--- Begin Task inputs ---

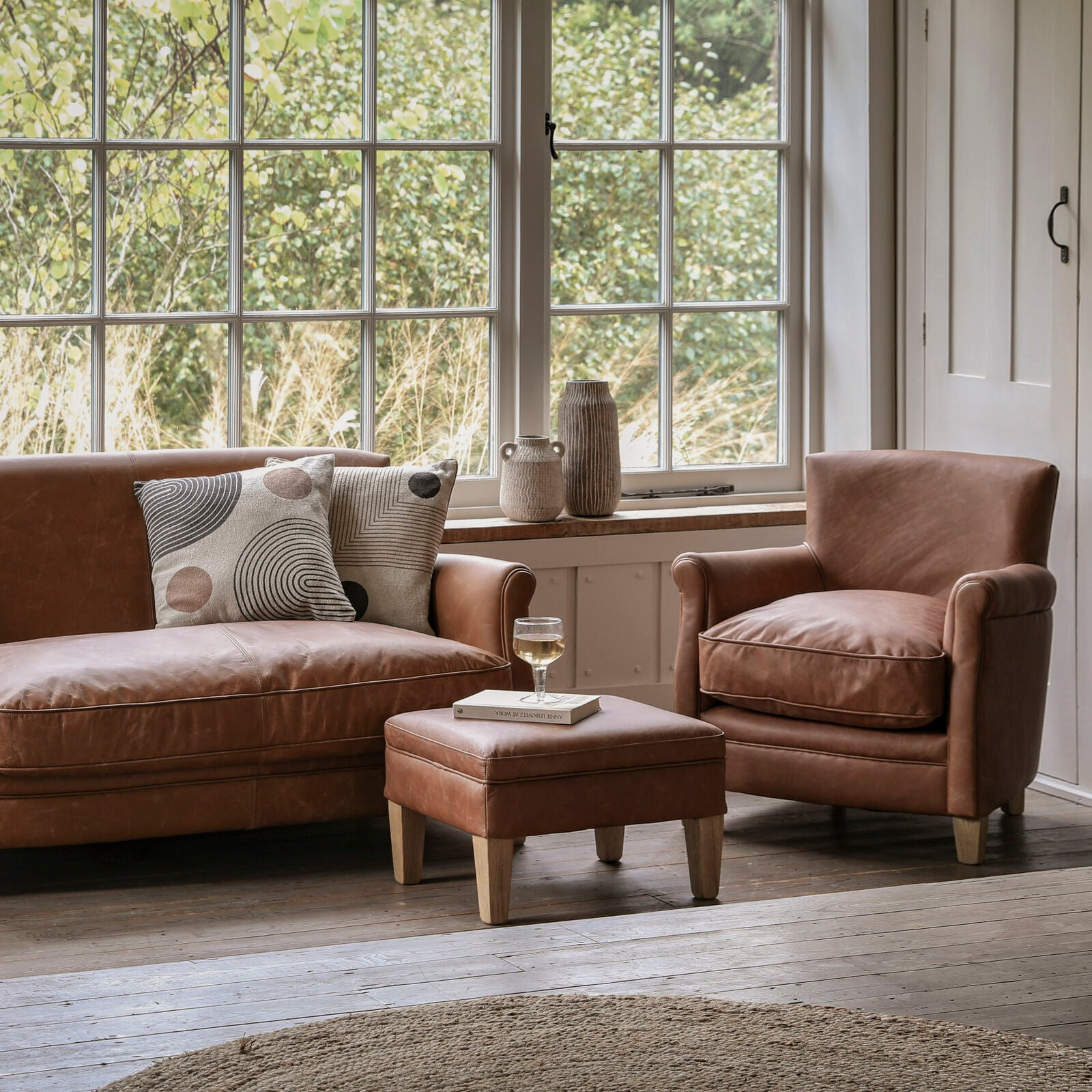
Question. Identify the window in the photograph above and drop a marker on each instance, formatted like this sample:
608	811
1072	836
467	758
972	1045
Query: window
670	265
260	223
263	222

--- End Task inputs ---

▶ The problem: Write out every line of the data above word for word, leaving out the pictures.

▶ Correct output:
Question. Identify the window in the photograph above and drop a marker on each instance, formatted like this sample:
608	811
1072	836
467	758
972	1045
Query: window
670	265
260	223
263	222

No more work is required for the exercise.